Se puede igualmente reflexionar sobre la medida en que el deporte de elite pervierte los principios del ejercicio sano. Personas sometidas a condiciones de laboratorio (como conejillos de Indias), medicadas para mejorar rendimientos (ayer se acusó a los países comunistas de dopar a sus deportistas; hoy sabemos que en Occidente nadie puede arrojar la primera piedra); personas pues sometidas en muchas ocasiones a una vida de sacrificios inhumanos que dejan luego secuelas físicas y psíquicas permanentes. El objetivo de promover una población sana y feliz se convierte entonces en su contrario, arrebatando a jóvenes de ambos sexos lo mejor de su adolescencia y hasta de su niñez. Y eso es lo que se muestra como ejemplo a seguir; aquello que asegura el triunfo y por lo tanto el dinero.

--------

» **TAREA 1**:
Por favor, reproduce del extracto sobre el deporte de elite el pasaje que va de "Se puede igualmente" a "tanto el dinero.".
» **TAREA 2**:
Indica si cada afirmación concuerda con el extracto sobre el deporte de elite, respondiendo sí o no y citando las palabras del texto que lo deciden: (a) Solo los países comunistas doparon a sus deportistas. (b) Los sacrificios de los deportistas pueden dejar secuelas físicas y psíquicas permanentes. (c) El deporte de elite arrebata la adolescencia únicamente a jóvenes varones.
» **TAREA 3**:
Según el extracto sobre el deporte de elite, ¿con qué animal se compara a las personas sometidas a condiciones de laboratorio?
Las entradas no guardan ninguna relación con el extracto.

» **Entradas de datos almacenadas**:
--------

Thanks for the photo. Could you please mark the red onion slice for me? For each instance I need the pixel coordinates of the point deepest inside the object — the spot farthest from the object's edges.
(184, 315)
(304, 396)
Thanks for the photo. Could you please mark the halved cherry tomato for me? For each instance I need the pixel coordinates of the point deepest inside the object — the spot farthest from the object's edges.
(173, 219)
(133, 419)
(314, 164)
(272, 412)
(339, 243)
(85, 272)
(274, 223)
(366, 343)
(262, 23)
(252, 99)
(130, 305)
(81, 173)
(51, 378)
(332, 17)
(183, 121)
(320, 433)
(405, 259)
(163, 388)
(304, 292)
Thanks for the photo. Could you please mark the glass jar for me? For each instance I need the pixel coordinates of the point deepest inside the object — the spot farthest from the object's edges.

--------

» **RESPUESTA 1**:
Se puede igualmente reflexionar sobre la medida en que el deporte de elite pervierte los principios del ejercicio sano. Personas sometidas a condiciones de laboratorio (como conejillos de Indias), medicadas para mejorar rendimientos (ayer se acusó a los países comunistas de dopar a sus deportistas; hoy sabemos que en Occidente nadie puede arrojar la primera piedra); personas pues sometidas en muchas ocasiones a una vida de sacrificios inhumanos que dejan luego secuelas físicas y psíquicas permanentes. El objetivo de promover una población sana y feliz se convierte entonces en su contrario, arrebatando a jóvenes de ambos sexos lo mejor de su adolescencia y hasta de su niñez. Y eso es lo que se muestra como ejemplo a seguir; aquello que asegura el triunfo y por lo tanto el dinero.

» **RESPUESTA 2**:
(a) No: "hoy sabemos que en Occidente nadie puede arrojar la primera piedra".
(b) Sí: "dejan luego secuelas físicas y psíquicas permanentes".
(c) No: "arrebatando a jóvenes de ambos sexos".

» **RESPUESTA 3**:
Con los conejillos de Indias.